TO BE DONE:
Rewrite the records below, replacing "red" with "orange" wherever it appears and keeping everything else the same.

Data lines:
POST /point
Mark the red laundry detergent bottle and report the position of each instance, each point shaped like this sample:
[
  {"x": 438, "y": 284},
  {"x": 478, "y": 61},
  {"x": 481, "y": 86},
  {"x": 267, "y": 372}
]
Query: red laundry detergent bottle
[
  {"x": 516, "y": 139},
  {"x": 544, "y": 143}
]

COMPLETED TASK:
POST /point
Mark the orange laundry detergent bottle and report the position of each instance, each point shaped like this sample:
[
  {"x": 438, "y": 284},
  {"x": 478, "y": 61},
  {"x": 481, "y": 86},
  {"x": 267, "y": 372}
]
Query: orange laundry detergent bottle
[
  {"x": 516, "y": 139},
  {"x": 544, "y": 143}
]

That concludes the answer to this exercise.